#  > Telecomunicações >  > FIBERHOME >  >  Verificar Dbm no ANM2000??

## diogo25

Boa Tarde, gostaria de saber se alguém sabe alguma maneira de verificar os dbm de todas as ONU cadastradas no anm2000 tudo de uma vez só?? Pois so sei olhando uma de cada vez...

----------


## pingu

> Boa Tarde, gostaria de saber se alguém sabe alguma maneira de verificar os dbm de todas as ONU cadastradas no anm2000 tudo de uma vez só?? Pois so sei olhando uma de cada vez...


Amigo bom dia, você pode me ajudar como que faço para ver uma de cada vez no ANM2000

----------


## diogo25

> Amigo bom dia, você pode me ajudar como que faço para ver uma de cada vez no ANM2000


Clica com botão direito em cima da ONU que vc quer ver, vai em:
Service Config Management - Get Information - Optical Module para information

Lá no final vai mostra os dbm.

----------


## AndrioPJ

> Boa Tarde, gostaria de saber se alguém sabe alguma maneira de verificar os dbm de todas as ONU cadastradas no anm2000 tudo de uma vez só?? Pois so sei olhando uma de cada vez...


É possivel verificar em massa apenas dos clientes conectados em Determinada SLOT.

Por exemplo:
- Clica com o botão direito em cima de um dos Slot ( GCOB[1] )
++++++++++
◆ O que fazer ◆
Prossiga com a discussão do fórum sobre a verificação de dBm no ANM2000 a partir do ponto em que ela termina.

Trechos de dados de rotulagem de localização:
++++++++++
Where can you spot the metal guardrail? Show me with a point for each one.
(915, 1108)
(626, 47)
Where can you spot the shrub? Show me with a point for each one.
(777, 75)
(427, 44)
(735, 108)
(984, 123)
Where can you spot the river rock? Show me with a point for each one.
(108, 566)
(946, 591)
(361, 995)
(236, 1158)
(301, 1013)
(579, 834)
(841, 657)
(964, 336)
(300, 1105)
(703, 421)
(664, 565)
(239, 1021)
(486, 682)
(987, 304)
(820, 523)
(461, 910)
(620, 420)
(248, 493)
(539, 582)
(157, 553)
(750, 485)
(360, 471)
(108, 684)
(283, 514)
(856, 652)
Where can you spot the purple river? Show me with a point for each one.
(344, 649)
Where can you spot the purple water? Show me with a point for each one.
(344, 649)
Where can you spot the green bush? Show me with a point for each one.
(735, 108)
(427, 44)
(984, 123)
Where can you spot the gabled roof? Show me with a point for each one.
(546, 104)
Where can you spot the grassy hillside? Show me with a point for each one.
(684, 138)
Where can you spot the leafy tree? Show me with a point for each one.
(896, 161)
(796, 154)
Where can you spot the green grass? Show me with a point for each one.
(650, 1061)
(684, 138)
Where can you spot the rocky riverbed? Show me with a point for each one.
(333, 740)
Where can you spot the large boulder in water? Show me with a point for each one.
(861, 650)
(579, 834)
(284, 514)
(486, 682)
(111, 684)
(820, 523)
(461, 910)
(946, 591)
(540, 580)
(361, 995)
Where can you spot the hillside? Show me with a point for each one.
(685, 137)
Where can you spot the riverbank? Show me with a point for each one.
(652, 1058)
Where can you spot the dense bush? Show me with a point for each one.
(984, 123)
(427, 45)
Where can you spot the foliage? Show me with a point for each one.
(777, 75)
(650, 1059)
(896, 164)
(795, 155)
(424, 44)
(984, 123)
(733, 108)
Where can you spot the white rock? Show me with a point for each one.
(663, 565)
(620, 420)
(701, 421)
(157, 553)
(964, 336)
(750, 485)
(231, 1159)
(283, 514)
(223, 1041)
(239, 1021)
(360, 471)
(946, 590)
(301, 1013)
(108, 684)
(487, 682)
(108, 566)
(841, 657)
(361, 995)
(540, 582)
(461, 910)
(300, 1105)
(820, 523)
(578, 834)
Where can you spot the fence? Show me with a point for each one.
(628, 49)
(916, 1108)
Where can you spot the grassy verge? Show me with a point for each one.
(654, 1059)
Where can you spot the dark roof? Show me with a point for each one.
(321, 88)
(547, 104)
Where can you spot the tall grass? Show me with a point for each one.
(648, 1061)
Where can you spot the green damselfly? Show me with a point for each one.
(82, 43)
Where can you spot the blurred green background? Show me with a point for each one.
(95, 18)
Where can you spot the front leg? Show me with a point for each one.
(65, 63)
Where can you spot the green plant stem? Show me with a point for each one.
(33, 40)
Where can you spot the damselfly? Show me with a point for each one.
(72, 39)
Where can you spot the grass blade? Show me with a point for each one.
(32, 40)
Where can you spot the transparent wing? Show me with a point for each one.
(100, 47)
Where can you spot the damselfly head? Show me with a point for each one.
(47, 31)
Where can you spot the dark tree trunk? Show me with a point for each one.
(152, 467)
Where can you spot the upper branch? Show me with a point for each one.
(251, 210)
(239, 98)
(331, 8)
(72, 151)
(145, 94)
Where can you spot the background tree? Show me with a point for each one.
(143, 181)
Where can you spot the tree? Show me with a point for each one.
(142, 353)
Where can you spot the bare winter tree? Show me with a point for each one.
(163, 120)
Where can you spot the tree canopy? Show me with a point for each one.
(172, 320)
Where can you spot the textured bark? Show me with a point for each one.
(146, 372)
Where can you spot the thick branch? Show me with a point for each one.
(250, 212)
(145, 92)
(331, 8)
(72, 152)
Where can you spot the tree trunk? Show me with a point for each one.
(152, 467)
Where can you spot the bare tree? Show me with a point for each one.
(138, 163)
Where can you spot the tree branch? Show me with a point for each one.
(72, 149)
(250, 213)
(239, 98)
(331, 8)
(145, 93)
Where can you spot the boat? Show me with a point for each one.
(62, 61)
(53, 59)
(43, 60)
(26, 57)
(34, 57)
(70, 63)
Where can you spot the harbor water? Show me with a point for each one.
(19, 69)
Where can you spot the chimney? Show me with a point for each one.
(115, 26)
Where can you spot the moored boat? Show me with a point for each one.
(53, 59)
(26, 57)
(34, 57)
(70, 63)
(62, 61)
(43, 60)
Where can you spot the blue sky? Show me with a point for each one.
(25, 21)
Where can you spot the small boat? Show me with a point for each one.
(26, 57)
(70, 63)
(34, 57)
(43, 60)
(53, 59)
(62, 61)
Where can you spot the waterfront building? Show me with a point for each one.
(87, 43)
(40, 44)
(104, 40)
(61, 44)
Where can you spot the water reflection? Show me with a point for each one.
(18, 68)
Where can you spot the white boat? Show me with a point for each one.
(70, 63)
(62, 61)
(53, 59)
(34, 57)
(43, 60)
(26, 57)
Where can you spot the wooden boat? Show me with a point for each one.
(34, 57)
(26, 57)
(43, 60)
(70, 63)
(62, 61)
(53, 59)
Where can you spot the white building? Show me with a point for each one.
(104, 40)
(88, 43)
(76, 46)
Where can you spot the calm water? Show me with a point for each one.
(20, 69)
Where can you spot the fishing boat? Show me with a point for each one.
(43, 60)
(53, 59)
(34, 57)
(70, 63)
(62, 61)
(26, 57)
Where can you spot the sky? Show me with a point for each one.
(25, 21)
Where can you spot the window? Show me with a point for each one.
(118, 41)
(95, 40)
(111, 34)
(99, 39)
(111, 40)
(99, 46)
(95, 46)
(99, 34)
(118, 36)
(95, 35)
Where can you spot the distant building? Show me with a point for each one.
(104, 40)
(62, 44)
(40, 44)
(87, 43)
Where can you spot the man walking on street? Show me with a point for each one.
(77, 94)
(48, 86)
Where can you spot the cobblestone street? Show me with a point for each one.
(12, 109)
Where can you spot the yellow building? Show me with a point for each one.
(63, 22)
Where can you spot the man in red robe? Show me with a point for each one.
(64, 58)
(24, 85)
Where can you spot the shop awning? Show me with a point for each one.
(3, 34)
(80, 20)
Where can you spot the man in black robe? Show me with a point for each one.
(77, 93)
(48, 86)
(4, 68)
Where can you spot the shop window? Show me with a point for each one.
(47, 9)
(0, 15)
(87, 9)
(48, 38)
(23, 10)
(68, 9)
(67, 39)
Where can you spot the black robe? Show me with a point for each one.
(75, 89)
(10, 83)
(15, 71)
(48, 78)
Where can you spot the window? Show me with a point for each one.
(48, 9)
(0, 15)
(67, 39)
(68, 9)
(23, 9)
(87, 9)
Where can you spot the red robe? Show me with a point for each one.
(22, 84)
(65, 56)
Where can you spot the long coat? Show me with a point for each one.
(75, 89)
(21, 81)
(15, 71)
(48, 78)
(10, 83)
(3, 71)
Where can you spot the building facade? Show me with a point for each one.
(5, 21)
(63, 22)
++++++++++
◆ Resposta escrita ◆
- Get Information
- Optical Module para information

No meio da Tela vc poderá mudar para visualizar cada uma das PON.
No canto direito você verá TODAS as ONU conectadas nessa PON, e o nivel de sinal de cada uma delas.

----------


## Bruno

de todas eu acho que só por snmp

-- 1.3.6.1.4.1.5875.800.3.9.3.3.1.7
-- 1.3.6.1.4.1.5875.800.3.9.3.3.1.7
onuPonTxOpticalPower OBJECT-TYPE
SYNTAX Integer32
MAX-ACCESS read-only
STATUS current
DESCRIPTION
"Column Description"
::= { onuPonInfoEntry 7 }

----------


## LucasMontinotti

> Clica com botão direito em cima da ONU que vc quer ver, vai em:
> Service Config Management - Get Information - Optical Module para information
> 
> Lá no final vai mostra os dbm.



Vlw amigo, foi de grande ajuda.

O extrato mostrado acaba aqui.